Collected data
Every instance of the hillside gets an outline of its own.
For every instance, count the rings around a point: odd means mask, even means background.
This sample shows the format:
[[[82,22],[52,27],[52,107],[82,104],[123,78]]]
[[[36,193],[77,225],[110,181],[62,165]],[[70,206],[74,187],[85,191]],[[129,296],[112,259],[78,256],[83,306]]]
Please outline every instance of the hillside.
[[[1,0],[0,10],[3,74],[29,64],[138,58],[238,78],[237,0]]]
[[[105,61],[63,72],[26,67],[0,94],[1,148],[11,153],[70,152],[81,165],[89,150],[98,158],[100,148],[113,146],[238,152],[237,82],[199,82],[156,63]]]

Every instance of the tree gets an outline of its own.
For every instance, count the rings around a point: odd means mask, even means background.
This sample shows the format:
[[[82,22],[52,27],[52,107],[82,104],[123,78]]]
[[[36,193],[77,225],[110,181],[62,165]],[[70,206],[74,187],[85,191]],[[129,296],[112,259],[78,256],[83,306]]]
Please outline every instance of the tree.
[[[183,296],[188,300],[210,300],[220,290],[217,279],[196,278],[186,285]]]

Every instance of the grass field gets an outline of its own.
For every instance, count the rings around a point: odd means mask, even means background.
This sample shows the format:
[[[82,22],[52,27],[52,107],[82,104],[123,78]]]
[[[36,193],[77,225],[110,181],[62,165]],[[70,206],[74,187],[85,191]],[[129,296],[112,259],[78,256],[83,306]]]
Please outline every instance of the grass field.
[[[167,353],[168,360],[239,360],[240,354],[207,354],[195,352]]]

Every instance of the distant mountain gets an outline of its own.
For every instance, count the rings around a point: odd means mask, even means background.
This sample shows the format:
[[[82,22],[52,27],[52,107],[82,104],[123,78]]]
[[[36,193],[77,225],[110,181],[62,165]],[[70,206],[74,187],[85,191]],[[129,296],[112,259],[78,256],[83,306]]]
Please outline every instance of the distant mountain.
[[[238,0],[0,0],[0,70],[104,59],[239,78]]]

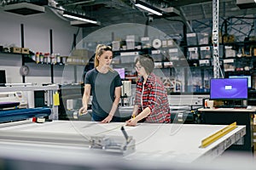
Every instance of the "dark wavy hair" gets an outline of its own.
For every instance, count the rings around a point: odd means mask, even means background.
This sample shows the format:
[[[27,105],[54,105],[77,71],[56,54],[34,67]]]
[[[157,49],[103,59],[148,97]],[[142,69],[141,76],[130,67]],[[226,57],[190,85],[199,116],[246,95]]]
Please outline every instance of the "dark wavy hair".
[[[148,75],[154,68],[154,59],[148,54],[139,55],[135,60],[135,65],[137,62],[140,62],[141,65],[144,67],[147,74]]]

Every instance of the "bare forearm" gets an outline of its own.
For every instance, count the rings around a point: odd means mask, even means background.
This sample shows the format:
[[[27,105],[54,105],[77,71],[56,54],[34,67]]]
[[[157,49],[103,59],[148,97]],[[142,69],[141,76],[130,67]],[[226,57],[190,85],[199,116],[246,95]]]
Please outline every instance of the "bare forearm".
[[[114,115],[114,113],[119,106],[119,99],[115,99],[112,105],[112,108],[111,108],[108,115],[111,115],[111,116]]]
[[[135,120],[137,122],[139,122],[140,120],[147,117],[150,114],[150,112],[151,112],[151,110],[150,110],[149,107],[147,107],[135,117]]]

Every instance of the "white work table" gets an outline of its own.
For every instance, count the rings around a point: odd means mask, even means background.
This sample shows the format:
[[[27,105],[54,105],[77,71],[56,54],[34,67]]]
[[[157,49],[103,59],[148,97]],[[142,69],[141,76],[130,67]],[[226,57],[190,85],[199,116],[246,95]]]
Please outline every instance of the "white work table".
[[[41,153],[40,150],[45,152],[47,148],[50,148],[49,152],[51,155],[56,150],[61,150],[67,156],[77,154],[75,152],[78,150],[79,154],[88,154],[91,151],[88,147],[90,135],[124,136],[120,130],[123,125],[125,123],[122,122],[103,124],[83,121],[0,124],[0,156],[4,154],[4,148],[9,148],[9,154],[13,151],[17,156],[15,150],[14,150],[15,147],[24,150],[29,147],[30,151],[35,149],[32,153],[38,155]],[[200,147],[202,139],[225,127],[160,123],[125,126],[128,135],[136,140],[136,151],[121,157],[125,160],[170,160],[182,163],[190,163],[201,159],[211,161],[242,138],[246,133],[245,126],[237,126],[207,148]]]

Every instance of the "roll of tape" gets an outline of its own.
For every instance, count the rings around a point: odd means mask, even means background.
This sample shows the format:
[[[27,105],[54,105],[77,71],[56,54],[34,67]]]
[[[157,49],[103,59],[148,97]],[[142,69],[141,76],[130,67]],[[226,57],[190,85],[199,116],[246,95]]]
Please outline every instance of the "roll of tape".
[[[152,46],[154,48],[159,48],[161,47],[161,45],[162,45],[162,42],[160,39],[154,39],[152,42]]]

### WRITTEN PROBLEM
Write out all of the records above word for word, and leave the pictures out of your answer.

### WRITTEN ANSWER
Every instance of the hillside gets an outline of its own.
For every instance, count the rings around a point: odd means mask, even means background.
This sample shows the format:
[[[82,22],[52,27],[52,107],[82,104],[123,78]]]
[[[36,193],[77,225],[110,181],[62,165]],[[70,206],[74,187],[85,191]],[[129,296],[112,259],[78,256],[83,306]]]
Please outline every instance of the hillside.
[[[1,0],[0,10],[3,74],[29,64],[138,58],[238,78],[237,0]]]
[[[105,61],[63,72],[26,67],[0,94],[1,148],[11,153],[70,152],[81,165],[89,150],[98,158],[100,148],[113,146],[238,152],[237,82],[199,82],[156,63]]]

Every instance of the tree gets an outline of its own.
For every instance, count the rings around a point: odd means mask, even means background.
This sample shows the format:
[[[82,22],[52,27],[52,107],[82,104],[123,78]]]
[[[36,193],[77,225],[110,181],[62,165]],[[70,206],[74,187],[85,191]],[[129,296],[112,259],[78,256],[83,306]]]
Please outline every instance of the tree.
[[[183,296],[188,300],[210,300],[220,290],[217,279],[196,278],[186,285]]]

Every instance of the grass field gets an outline of its own.
For every instance, count the rings around a point: odd means mask, even means background.
This sample shows the format:
[[[82,22],[52,27],[52,107],[82,104],[123,78]]]
[[[36,193],[77,225],[110,181],[62,165]],[[70,206],[74,187],[85,191]],[[129,296],[112,259],[78,256],[83,306]]]
Please outline every instance of the grass field.
[[[167,353],[168,360],[239,360],[240,354],[207,354],[195,352]]]

Every instance of the distant mountain gets an outline of its own.
For every instance, count the rings around a point: odd means mask, even means background.
This sample shows the format:
[[[82,22],[52,27],[52,107],[82,104],[123,78]]]
[[[36,193],[77,225],[110,181],[62,165]],[[70,206],[74,187],[85,191]],[[129,296],[112,259],[78,256],[83,306]]]
Please outline every instance of the distant mountain.
[[[238,0],[0,0],[0,70],[104,59],[239,78]]]

Every instance of the "dark wavy hair" gets an outline of its own.
For every instance, count the rings around a point: odd means mask, even means background.
This sample shows the format:
[[[27,105],[54,105],[77,71],[56,54],[34,67]]]
[[[157,49],[103,59],[148,97]],[[142,69],[141,76],[130,67]],[[226,57],[190,85],[199,116],[246,95]]]
Please outline every instance of the "dark wavy hair".
[[[148,75],[154,68],[154,59],[148,54],[139,55],[135,60],[135,65],[137,62],[140,62],[141,65],[144,67],[147,74]]]

Every instance of the "bare forearm" gets an outline of its own.
For every instance, count the rings around a point: odd means mask, even means background.
This sample shows the format:
[[[27,105],[54,105],[77,71],[56,54],[34,67]]]
[[[157,49],[103,59],[148,97]],[[142,69],[141,76],[130,67]],[[226,57],[190,85],[199,116],[246,95]]]
Please outline every instance of the "bare forearm".
[[[114,115],[114,113],[119,106],[119,99],[115,99],[112,105],[112,108],[111,108],[108,115],[111,115],[111,116]]]
[[[135,120],[137,122],[139,122],[140,120],[147,117],[150,114],[150,112],[151,112],[151,110],[150,110],[149,107],[147,107],[135,117]]]

Every instance of the "white work table" gets an outline of its own.
For every instance, count the rings around a point: odd means mask, even means background.
This sample shows the format:
[[[27,105],[54,105],[77,71],[56,54],[34,67]]]
[[[157,49],[103,59],[148,97]],[[142,69],[141,76],[130,67]],[[226,57],[190,85],[199,116],[246,95]]]
Please outline every instance of the "white work table".
[[[41,153],[40,150],[45,152],[47,148],[50,148],[49,152],[51,155],[56,150],[61,150],[67,156],[77,154],[75,152],[78,150],[79,154],[88,154],[91,151],[88,147],[90,135],[124,136],[120,130],[123,125],[125,123],[122,122],[103,124],[83,121],[0,124],[0,156],[4,154],[4,148],[9,148],[9,154],[13,151],[17,156],[15,150],[14,150],[15,147],[24,150],[29,147],[30,151],[35,149],[32,153],[38,155]],[[200,147],[202,139],[225,127],[160,123],[125,126],[128,135],[136,140],[136,151],[121,157],[125,160],[170,160],[182,163],[190,163],[201,159],[211,161],[242,138],[246,133],[245,126],[237,126],[207,148]]]

Every instance of the "roll of tape" gets an outline of its own.
For every instance, count the rings around a point: odd means mask, even means background.
This sample shows the format:
[[[27,105],[54,105],[77,71],[56,54],[34,67]]]
[[[157,49],[103,59],[148,97]],[[142,69],[141,76],[130,67]],[[226,57],[190,85],[199,116],[246,95]]]
Please outline every instance of the "roll of tape".
[[[152,46],[154,48],[159,48],[161,47],[161,45],[162,45],[162,42],[160,39],[154,39],[152,42]]]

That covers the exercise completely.